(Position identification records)
>>>>>

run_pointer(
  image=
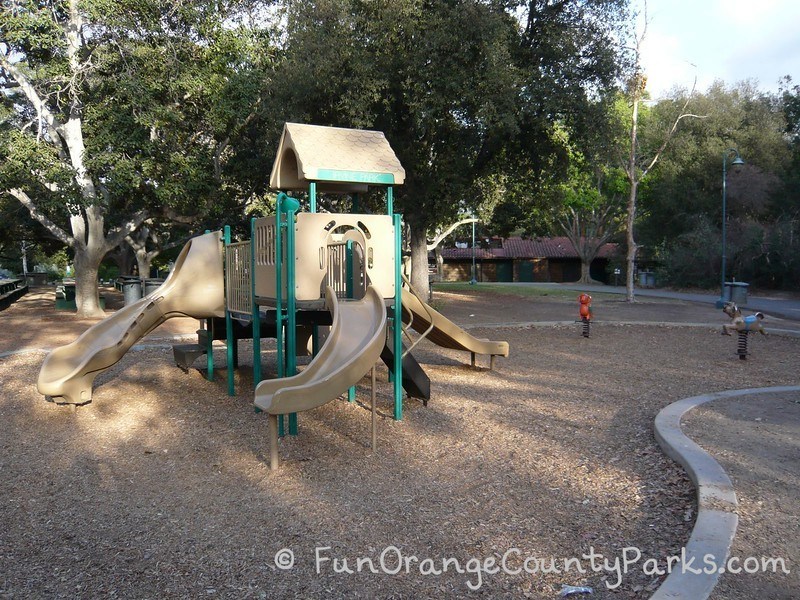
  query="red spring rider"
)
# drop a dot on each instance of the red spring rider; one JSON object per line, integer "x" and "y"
{"x": 585, "y": 312}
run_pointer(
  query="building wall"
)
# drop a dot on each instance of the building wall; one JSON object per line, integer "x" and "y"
{"x": 534, "y": 269}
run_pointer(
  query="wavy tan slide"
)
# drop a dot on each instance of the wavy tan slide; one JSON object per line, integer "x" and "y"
{"x": 354, "y": 345}
{"x": 444, "y": 332}
{"x": 194, "y": 288}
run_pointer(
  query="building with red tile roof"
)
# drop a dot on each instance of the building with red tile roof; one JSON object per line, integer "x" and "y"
{"x": 518, "y": 259}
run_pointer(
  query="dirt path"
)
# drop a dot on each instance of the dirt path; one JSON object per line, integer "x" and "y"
{"x": 160, "y": 487}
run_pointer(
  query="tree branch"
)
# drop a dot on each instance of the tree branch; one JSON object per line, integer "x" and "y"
{"x": 116, "y": 236}
{"x": 44, "y": 114}
{"x": 54, "y": 229}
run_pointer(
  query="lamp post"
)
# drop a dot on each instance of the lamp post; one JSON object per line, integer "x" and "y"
{"x": 474, "y": 280}
{"x": 737, "y": 161}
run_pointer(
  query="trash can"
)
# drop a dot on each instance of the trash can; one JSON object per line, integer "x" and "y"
{"x": 151, "y": 285}
{"x": 131, "y": 289}
{"x": 647, "y": 279}
{"x": 736, "y": 291}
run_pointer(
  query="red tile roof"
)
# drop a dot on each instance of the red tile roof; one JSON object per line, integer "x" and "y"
{"x": 516, "y": 247}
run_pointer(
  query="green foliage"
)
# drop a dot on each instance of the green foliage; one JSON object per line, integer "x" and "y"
{"x": 465, "y": 96}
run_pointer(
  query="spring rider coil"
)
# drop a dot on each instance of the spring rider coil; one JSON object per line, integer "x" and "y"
{"x": 741, "y": 348}
{"x": 585, "y": 311}
{"x": 743, "y": 326}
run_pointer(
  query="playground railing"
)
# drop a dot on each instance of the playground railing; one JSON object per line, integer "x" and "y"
{"x": 237, "y": 275}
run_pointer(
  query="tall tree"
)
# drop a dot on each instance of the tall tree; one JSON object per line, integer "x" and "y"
{"x": 466, "y": 91}
{"x": 109, "y": 116}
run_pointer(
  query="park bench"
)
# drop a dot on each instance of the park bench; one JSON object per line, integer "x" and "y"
{"x": 10, "y": 291}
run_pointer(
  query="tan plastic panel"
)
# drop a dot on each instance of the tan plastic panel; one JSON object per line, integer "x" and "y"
{"x": 353, "y": 346}
{"x": 194, "y": 288}
{"x": 313, "y": 233}
{"x": 445, "y": 333}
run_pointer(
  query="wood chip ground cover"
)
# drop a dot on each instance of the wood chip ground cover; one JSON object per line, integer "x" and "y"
{"x": 160, "y": 487}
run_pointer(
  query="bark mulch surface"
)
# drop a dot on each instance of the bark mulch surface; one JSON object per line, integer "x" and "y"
{"x": 510, "y": 483}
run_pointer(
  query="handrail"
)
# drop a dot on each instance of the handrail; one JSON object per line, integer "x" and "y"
{"x": 427, "y": 309}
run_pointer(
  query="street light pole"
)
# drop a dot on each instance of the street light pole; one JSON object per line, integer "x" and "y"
{"x": 737, "y": 161}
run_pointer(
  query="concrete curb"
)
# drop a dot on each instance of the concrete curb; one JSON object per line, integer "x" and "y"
{"x": 717, "y": 520}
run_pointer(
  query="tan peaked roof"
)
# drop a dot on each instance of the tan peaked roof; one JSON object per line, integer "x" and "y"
{"x": 337, "y": 159}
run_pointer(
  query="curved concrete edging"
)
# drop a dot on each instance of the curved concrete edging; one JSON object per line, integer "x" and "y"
{"x": 717, "y": 520}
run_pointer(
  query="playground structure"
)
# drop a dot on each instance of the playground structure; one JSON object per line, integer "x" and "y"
{"x": 585, "y": 311}
{"x": 299, "y": 274}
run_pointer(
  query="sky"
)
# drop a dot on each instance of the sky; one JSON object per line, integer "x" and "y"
{"x": 731, "y": 40}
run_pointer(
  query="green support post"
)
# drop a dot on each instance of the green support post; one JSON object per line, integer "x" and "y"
{"x": 209, "y": 346}
{"x": 291, "y": 303}
{"x": 397, "y": 340}
{"x": 254, "y": 309}
{"x": 348, "y": 257}
{"x": 279, "y": 339}
{"x": 209, "y": 350}
{"x": 229, "y": 341}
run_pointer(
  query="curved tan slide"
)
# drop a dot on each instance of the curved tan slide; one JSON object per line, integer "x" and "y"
{"x": 194, "y": 288}
{"x": 354, "y": 345}
{"x": 444, "y": 332}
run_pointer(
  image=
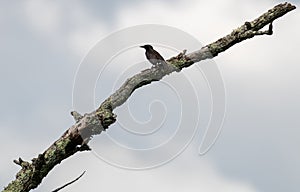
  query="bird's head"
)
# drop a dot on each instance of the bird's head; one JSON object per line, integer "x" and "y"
{"x": 147, "y": 47}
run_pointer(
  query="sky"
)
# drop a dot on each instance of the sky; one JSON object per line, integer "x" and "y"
{"x": 59, "y": 56}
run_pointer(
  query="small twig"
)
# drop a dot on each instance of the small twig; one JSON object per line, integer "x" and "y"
{"x": 58, "y": 189}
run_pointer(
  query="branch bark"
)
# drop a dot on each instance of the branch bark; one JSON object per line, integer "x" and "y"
{"x": 76, "y": 138}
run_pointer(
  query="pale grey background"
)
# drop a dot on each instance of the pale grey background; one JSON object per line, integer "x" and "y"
{"x": 43, "y": 42}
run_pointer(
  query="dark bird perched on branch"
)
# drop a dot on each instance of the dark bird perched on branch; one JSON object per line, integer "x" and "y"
{"x": 153, "y": 56}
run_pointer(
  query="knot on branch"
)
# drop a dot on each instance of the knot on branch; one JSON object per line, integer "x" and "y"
{"x": 21, "y": 162}
{"x": 105, "y": 114}
{"x": 77, "y": 116}
{"x": 180, "y": 61}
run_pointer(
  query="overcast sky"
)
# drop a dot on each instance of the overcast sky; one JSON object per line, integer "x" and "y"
{"x": 46, "y": 44}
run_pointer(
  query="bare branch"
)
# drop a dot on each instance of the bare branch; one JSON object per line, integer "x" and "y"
{"x": 76, "y": 137}
{"x": 65, "y": 185}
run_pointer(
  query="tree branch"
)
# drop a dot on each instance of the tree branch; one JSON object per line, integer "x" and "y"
{"x": 75, "y": 139}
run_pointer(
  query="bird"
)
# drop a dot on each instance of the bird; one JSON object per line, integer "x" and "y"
{"x": 153, "y": 56}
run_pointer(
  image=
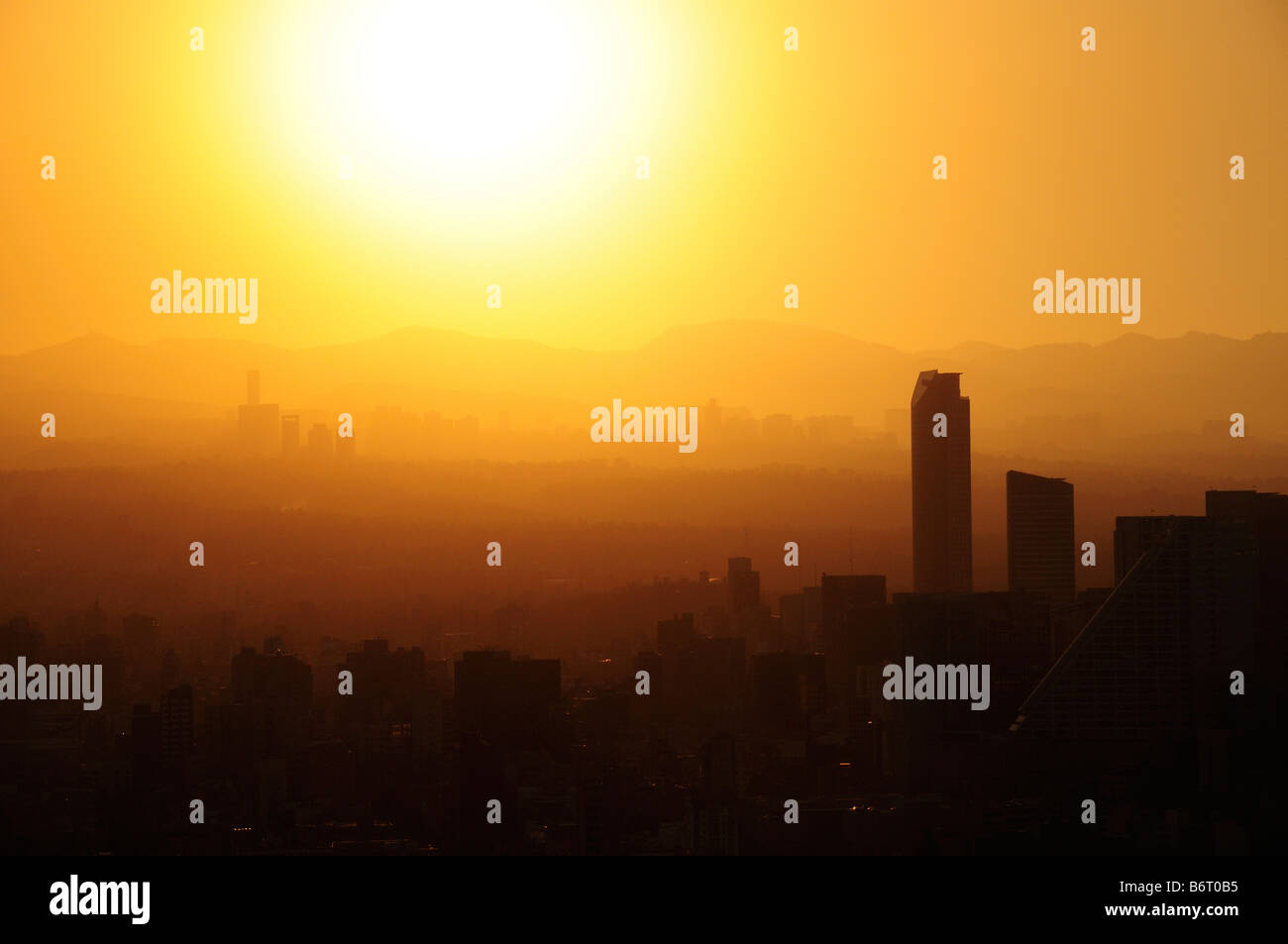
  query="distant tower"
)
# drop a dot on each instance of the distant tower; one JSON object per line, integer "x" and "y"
{"x": 1039, "y": 553}
{"x": 940, "y": 484}
{"x": 743, "y": 586}
{"x": 258, "y": 426}
{"x": 290, "y": 434}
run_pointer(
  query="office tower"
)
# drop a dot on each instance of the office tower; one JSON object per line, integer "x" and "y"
{"x": 743, "y": 586}
{"x": 1039, "y": 552}
{"x": 176, "y": 724}
{"x": 677, "y": 634}
{"x": 1155, "y": 657}
{"x": 506, "y": 700}
{"x": 940, "y": 484}
{"x": 290, "y": 434}
{"x": 854, "y": 629}
{"x": 320, "y": 442}
{"x": 258, "y": 430}
{"x": 391, "y": 715}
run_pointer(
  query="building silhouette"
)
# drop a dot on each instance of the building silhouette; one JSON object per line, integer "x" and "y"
{"x": 258, "y": 430}
{"x": 940, "y": 484}
{"x": 1039, "y": 552}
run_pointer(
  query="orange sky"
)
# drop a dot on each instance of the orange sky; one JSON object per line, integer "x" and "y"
{"x": 767, "y": 166}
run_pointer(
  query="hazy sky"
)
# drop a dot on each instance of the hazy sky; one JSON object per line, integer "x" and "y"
{"x": 500, "y": 146}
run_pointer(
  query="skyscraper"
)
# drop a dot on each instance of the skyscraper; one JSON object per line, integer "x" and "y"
{"x": 940, "y": 484}
{"x": 1039, "y": 554}
{"x": 258, "y": 429}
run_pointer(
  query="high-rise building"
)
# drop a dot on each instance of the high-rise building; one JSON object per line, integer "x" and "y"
{"x": 1039, "y": 552}
{"x": 743, "y": 586}
{"x": 290, "y": 434}
{"x": 258, "y": 429}
{"x": 1155, "y": 657}
{"x": 940, "y": 484}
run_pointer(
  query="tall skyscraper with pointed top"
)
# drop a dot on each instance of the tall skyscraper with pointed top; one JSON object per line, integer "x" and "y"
{"x": 940, "y": 484}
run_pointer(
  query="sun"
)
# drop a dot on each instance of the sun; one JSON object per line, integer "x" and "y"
{"x": 473, "y": 81}
{"x": 478, "y": 99}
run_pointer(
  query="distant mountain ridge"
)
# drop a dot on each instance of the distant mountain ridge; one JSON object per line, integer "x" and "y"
{"x": 1133, "y": 382}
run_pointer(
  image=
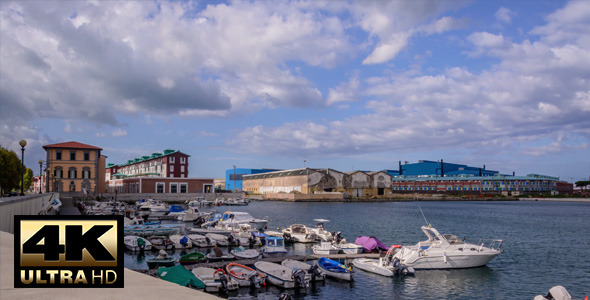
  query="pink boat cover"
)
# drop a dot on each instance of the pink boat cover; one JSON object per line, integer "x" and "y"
{"x": 370, "y": 243}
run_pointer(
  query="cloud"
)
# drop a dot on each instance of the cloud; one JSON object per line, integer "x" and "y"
{"x": 535, "y": 91}
{"x": 119, "y": 132}
{"x": 504, "y": 15}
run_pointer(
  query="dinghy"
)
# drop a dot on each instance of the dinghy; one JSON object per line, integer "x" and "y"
{"x": 215, "y": 280}
{"x": 313, "y": 271}
{"x": 335, "y": 269}
{"x": 281, "y": 276}
{"x": 245, "y": 276}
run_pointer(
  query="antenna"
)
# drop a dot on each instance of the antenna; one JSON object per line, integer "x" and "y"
{"x": 427, "y": 224}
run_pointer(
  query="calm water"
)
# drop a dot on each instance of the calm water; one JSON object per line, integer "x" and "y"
{"x": 545, "y": 243}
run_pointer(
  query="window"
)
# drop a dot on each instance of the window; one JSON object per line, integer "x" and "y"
{"x": 72, "y": 173}
{"x": 160, "y": 187}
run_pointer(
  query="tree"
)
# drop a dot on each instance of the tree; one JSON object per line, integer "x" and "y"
{"x": 10, "y": 171}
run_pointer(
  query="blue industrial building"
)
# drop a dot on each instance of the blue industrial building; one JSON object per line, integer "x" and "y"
{"x": 440, "y": 168}
{"x": 233, "y": 177}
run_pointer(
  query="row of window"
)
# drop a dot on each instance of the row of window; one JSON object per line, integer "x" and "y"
{"x": 72, "y": 172}
{"x": 58, "y": 155}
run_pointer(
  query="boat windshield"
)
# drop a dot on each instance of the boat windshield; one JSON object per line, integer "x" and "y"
{"x": 452, "y": 239}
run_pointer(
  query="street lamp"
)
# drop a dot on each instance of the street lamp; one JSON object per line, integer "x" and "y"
{"x": 40, "y": 175}
{"x": 22, "y": 143}
{"x": 235, "y": 188}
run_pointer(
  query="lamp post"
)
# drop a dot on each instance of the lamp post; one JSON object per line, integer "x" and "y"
{"x": 22, "y": 143}
{"x": 235, "y": 188}
{"x": 40, "y": 176}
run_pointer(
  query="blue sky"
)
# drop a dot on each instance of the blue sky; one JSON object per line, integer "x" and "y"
{"x": 269, "y": 84}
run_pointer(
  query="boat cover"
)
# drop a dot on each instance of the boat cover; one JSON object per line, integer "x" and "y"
{"x": 180, "y": 275}
{"x": 370, "y": 243}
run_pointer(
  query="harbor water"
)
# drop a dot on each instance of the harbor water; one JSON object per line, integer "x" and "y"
{"x": 545, "y": 244}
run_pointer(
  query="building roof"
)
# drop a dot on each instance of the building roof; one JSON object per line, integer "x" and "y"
{"x": 71, "y": 145}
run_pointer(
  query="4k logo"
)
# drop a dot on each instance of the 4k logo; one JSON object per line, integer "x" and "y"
{"x": 68, "y": 251}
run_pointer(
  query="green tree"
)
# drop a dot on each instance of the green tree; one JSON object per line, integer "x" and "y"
{"x": 10, "y": 170}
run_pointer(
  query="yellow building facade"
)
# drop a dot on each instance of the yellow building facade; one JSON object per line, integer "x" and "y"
{"x": 75, "y": 167}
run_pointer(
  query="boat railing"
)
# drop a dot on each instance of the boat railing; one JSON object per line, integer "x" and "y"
{"x": 494, "y": 244}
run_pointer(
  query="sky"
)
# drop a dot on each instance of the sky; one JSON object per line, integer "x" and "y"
{"x": 347, "y": 85}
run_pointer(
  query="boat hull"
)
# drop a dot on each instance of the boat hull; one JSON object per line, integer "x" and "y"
{"x": 373, "y": 266}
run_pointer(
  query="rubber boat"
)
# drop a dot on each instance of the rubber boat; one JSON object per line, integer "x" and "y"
{"x": 312, "y": 271}
{"x": 335, "y": 269}
{"x": 281, "y": 276}
{"x": 447, "y": 251}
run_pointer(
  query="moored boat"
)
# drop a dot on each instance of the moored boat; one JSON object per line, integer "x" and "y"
{"x": 136, "y": 243}
{"x": 192, "y": 258}
{"x": 245, "y": 276}
{"x": 447, "y": 251}
{"x": 335, "y": 269}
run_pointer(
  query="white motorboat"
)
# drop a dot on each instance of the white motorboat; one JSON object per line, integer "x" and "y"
{"x": 234, "y": 218}
{"x": 215, "y": 279}
{"x": 321, "y": 232}
{"x": 273, "y": 247}
{"x": 301, "y": 233}
{"x": 312, "y": 271}
{"x": 200, "y": 240}
{"x": 384, "y": 266}
{"x": 447, "y": 251}
{"x": 181, "y": 241}
{"x": 325, "y": 248}
{"x": 281, "y": 276}
{"x": 136, "y": 243}
{"x": 350, "y": 248}
{"x": 241, "y": 253}
{"x": 245, "y": 276}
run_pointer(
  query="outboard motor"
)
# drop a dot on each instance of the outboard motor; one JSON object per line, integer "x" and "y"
{"x": 223, "y": 279}
{"x": 315, "y": 272}
{"x": 254, "y": 279}
{"x": 299, "y": 277}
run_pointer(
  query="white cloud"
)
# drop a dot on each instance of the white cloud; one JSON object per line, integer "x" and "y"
{"x": 119, "y": 132}
{"x": 504, "y": 15}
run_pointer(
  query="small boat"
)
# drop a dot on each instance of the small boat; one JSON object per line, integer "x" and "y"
{"x": 180, "y": 275}
{"x": 335, "y": 269}
{"x": 301, "y": 233}
{"x": 382, "y": 266}
{"x": 273, "y": 247}
{"x": 245, "y": 276}
{"x": 162, "y": 260}
{"x": 181, "y": 241}
{"x": 136, "y": 243}
{"x": 192, "y": 258}
{"x": 325, "y": 248}
{"x": 313, "y": 271}
{"x": 350, "y": 248}
{"x": 221, "y": 240}
{"x": 241, "y": 253}
{"x": 200, "y": 240}
{"x": 214, "y": 257}
{"x": 447, "y": 251}
{"x": 215, "y": 280}
{"x": 281, "y": 276}
{"x": 321, "y": 232}
{"x": 161, "y": 242}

<<<<<

# What you are asked to do
Please report how many lines of the material above contain the string "rider", and give only the number.

# Task answer
4